# İç ve Dış Tehditler > Rus Zulmü ve Kuzey Turan >  Mathiati Katliamı

## ceydaaa

r22.jpg208 Türk'ün yaşadığı Lefkoşe'nin Mathiati köyündeki vahşet Gibbons tarafından şöyle anlatılmaktadır:

" İlk dakikalarda üç Türk ciddi olarak yaralandı. Türkler beyaz, küçük evlerinden sokağa fırladıklarında, küfreden ve çığlıklarla gülen kalabalık, bunları yol boyunca iteklemeye ve tekmelemeye başladı. Dipçik darbeleriyle yerlere yıkılan dehşete kapılmış Türkler, sokaklarda sürüklenirken; kalabalık evlere doluşup, ocaklardan yanan kütükleri çekip perde ve yatakları yakmaya başladı. Yıllar boyunca güneşte kurumuş ahşap çatı kirişlerini önce dumanlar, sonra da ateş sardı. Gürültüyle uyanıp ağlamaya başlayan emzikli bebeleri sıkıca tutmuş, çoğu gecelikli ve ayakları çıplak olan kadınlar, yürüyebilen ve pantolon veya mavi çizgili pijamalarının paçalarını tutmuş çocuklarıyla birlikte, yaralılarını sürükleyen Türkler alevler içindeki sokaklarda itilip kakılıyorlardı.

Rum gençler histerik bir biçimde evlere ateş ediyor, kısılmış sesleriyle çılgıncasına bağırıyorlardı. Ateşler evlerin bir kısmını bütünüyle kaplamadan gruplar halinde içlerine doluşup eşya ve tabak-çanağı kırmağa değerli eşyaları kapıp ceplerine doldurmaya başladılar. Evlerin gerisinden gelen çılgınca sesler saldırganların dikkatini Türklerin hayvanlarına çekti. Ahırlara doluşup sağlam inekleri, keçi ve koyunları makineli tüfekle taradılar. Tavukları havaya atıp, gıdaklar ve çırpınırlarken ateş ediyorlardı; gövdeleri bir tüy bulutu halinde parçalanıyordu.

Kalabalık kana susamış bir çılgınlık içinde bağrışıyordu. Türkler, donmuş, açık yol boyunca sürüklenip köyden çıkarıldılar. Azap içinde, tamamıyla Türklerin oturduğu bir sonraki köyün, Kochatis'in yakınlarında bırakıldılar. Kochatis köyünün Türkleri komşularına yardım etmek için evlerinden fırlarken kalabalık ateş etme, yakma ve yağmalama çılgınlığına devam etmek üzere Mathiati'ye geri döndü." (H. Scott Gibbons, Peace Without Honour, Ankara, 1969, s. 31)

Türk halkına karşı gerçekleştirilen insanlık dışı katliam ve işkenceleri vicdanla değerlendiren her insan, bunların "bir daha asla" yaşanmaması için gerekli önlemlerin alınmasına anlayışla bakacaktır.

----------

| Konum işaretleme kayıtları |
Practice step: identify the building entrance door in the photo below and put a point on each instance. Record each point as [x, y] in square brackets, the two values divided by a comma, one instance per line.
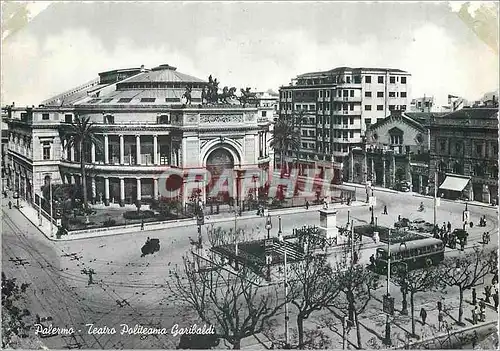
[220, 163]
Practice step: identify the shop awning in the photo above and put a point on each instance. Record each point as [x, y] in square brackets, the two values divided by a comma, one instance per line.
[454, 183]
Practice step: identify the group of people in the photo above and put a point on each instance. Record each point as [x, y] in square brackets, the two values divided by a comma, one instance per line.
[448, 237]
[478, 311]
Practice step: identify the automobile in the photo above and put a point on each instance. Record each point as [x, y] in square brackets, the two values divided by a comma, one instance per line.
[403, 186]
[460, 234]
[404, 222]
[45, 328]
[150, 247]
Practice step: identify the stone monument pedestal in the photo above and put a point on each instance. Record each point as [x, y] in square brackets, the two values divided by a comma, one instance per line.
[328, 224]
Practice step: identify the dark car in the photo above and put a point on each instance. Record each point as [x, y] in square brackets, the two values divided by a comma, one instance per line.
[150, 247]
[404, 222]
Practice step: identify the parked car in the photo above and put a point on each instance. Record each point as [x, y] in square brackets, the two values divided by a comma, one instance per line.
[403, 186]
[150, 247]
[403, 223]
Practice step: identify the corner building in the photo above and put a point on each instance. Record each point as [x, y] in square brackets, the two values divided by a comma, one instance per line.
[146, 129]
[332, 110]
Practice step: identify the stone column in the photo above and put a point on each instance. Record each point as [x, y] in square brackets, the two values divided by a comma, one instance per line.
[155, 188]
[138, 148]
[156, 159]
[351, 166]
[374, 175]
[383, 172]
[94, 190]
[139, 190]
[122, 192]
[106, 191]
[393, 170]
[486, 194]
[122, 150]
[106, 149]
[92, 153]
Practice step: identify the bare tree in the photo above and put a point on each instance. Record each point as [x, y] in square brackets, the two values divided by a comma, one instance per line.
[466, 269]
[233, 302]
[356, 283]
[313, 286]
[413, 282]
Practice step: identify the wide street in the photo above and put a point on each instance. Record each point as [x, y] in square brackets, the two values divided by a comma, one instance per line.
[130, 289]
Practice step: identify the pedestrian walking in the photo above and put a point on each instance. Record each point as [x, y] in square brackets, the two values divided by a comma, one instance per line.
[440, 319]
[475, 339]
[487, 293]
[474, 315]
[423, 315]
[495, 299]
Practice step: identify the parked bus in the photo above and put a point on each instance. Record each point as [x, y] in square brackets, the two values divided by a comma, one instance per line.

| Alıştırmanın istedikleri |
(a) Mathiati katliamıyla ilgili metinde saldırganların ateş ettiği hayvan türlerinin hepsini sıralayın.
(b) Mathiati katliamıyla ilgili metinden "Kalabalık kana susamış" sözleriyle başlayıp "1969, s. 31)" sözlerine kadar süren bölümü hiç değiştirmeden çıkarın.

| Problemlerin çözümleri |
(a) İnekler, keçiler, koyunlar, tavuklar

(b)
Kalabalık kana susamış bir çılgınlık içinde bağrışıyordu. Türkler, donmuş, açık yol boyunca sürüklenip köyden çıkarıldılar. Azap içinde, tamamıyla Türklerin oturduğu bir sonraki köyün, Kochatis'in yakınlarında bırakıldılar. Kochatis köyünün Türkleri komşularına yardım etmek için evlerinden fırlarken kalabalık ateş etme, yakma ve yağmalama çılgınlığına devam etmek üzere Mathiati'ye geri döndü." (H. Scott Gibbons, Peace Without Honour, Ankara, 1969, s. 31)